Work item A:
From the article on the Schwartze sign, write out word for word the part that opens with the words containing "Other terms used" and closes with "after the discoverer.".
Work item B:
According to the article on the Schwartze sign, in what share of patients with otosclerosis is the sign observed?
Work item C:
List every person named in the article on the Schwartze sign, including its author and editor.

Source document:

Schwartze Sign

Article Author:
Lukas Koenen
Article Editor:
Gunjan Gupta
Updated:
1/16/2019 10:26:37 AM
PubMed Link:
Schwartze Sign

Definition/Introduction

The Schwartze sign is named after the German otologist Hermann Schwartze (1837-1910) who in his day was the first otologic Professor in Germany. His work focussed on different otologic diseases one of which being the ankylosis of the stapes now known as otosclerosis, a name defined several years later by Adam Politzer. Modern literature credit Hermann Schwartze with the discovery of a characteristic coloration of the promontory related to otosclerosis, but it remains unclear whether he used the term himself.[1][2]

Other terms used are Flemingo's flush sign and Rising sun sign.[3]

The terms Schwartze and Schwartz are used interchangeably by different authors. To avoid any confusion, we will use the term Schwartze named after the discoverer.

Issues of Concern

Otosclerosis is a disease of the bony structures in the middle and inner ear, most prominent involving the stapes but also the promontory. This leads to characteristic conductive and/or sensorineural hearing loss. Differentiating between stapedial and inner ear involvement is crucial in determining the choice of treatment. Stapedectomy is therefore only an option in cases with fixation of the stapes, and there is no known treatment for symptom improvement in cochlear or sensorineural otosclerosis[4]

The Schwartze sign is a characteristic reddish discoloration of the promontory seen during an otoscopic examination. This discoloration results from the increased blood flow to the promontory due to the characteristic otosclerotic lesion. Observation of the phenomenon occurs in up to 10% of patients with otosclerosis.[1]

Patients with a positive Schwartze sign may be more likely to have sensorineural (cochlear) otosclerosis.[5][6]

Clinical Significance

The finding of a reddish discoloration in a patient with hearing loss may suggest otosclerosis especially of the sensorineural (cochlear), but there have been no studies about the sensitivity and the specificity of the symptom. A reddish discoloration of outer and middle ear structures, mimicking the Schwartze sign, may result from a variety of different otologic diseases. Some authors, therefore, question the clinical significance of the finding and advocate not to use it in clinical decision making.[4]

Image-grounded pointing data
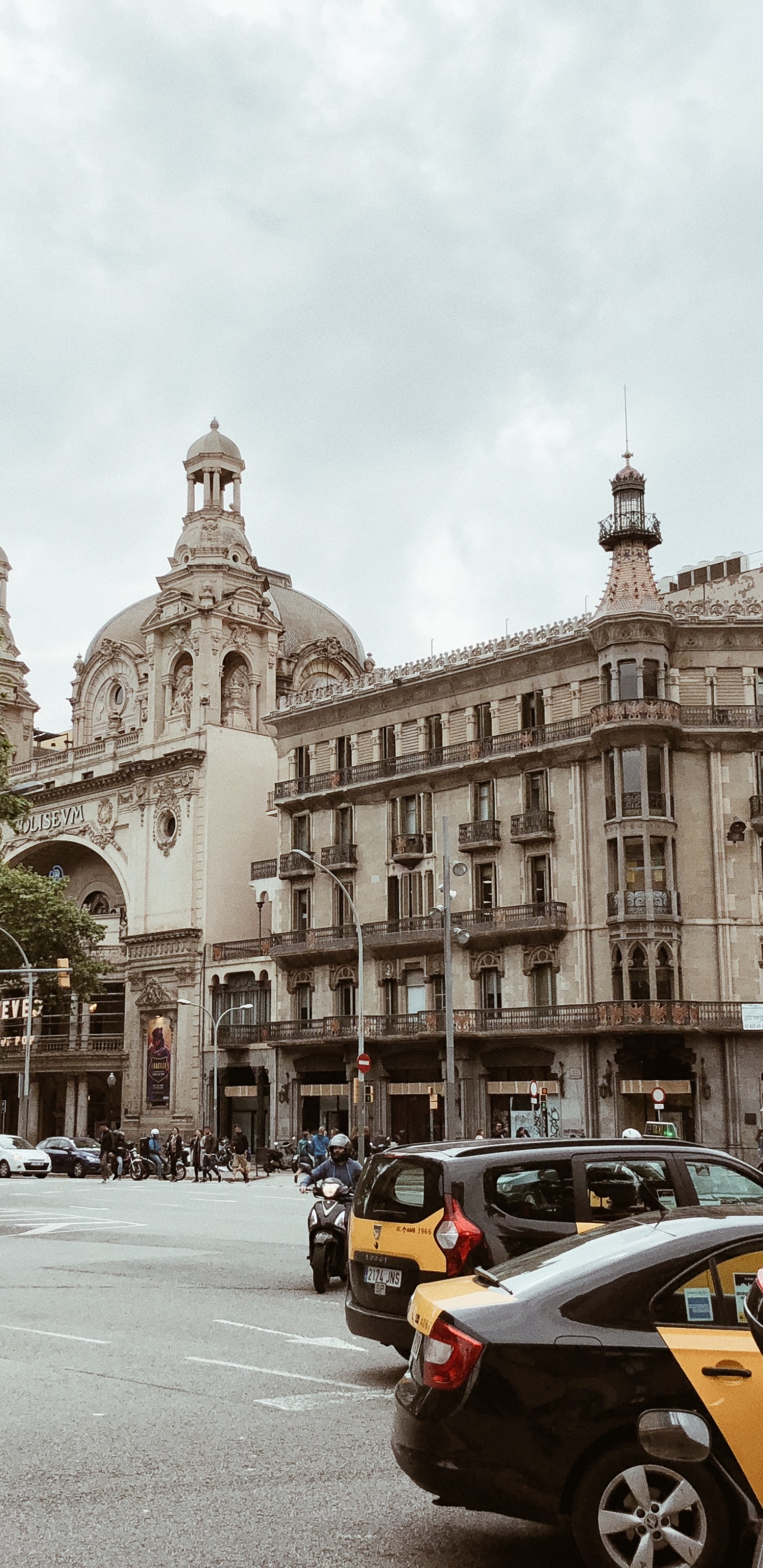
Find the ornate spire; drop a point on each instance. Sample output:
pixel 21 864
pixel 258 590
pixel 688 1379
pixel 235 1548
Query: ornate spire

Exercise output A:
Other terms used are Flemingo's flush sign and Rising sun sign.[3]

The terms Schwartze and Schwartz are used interchangeably by different authors. To avoid any confusion, we will use the term Schwartze named after the discoverer.

Exercise output B:
Up to 10%.

Exercise output C:
Lukas Koenen, Gunjan Gupta, Hermann Schwartze, Adam Politzer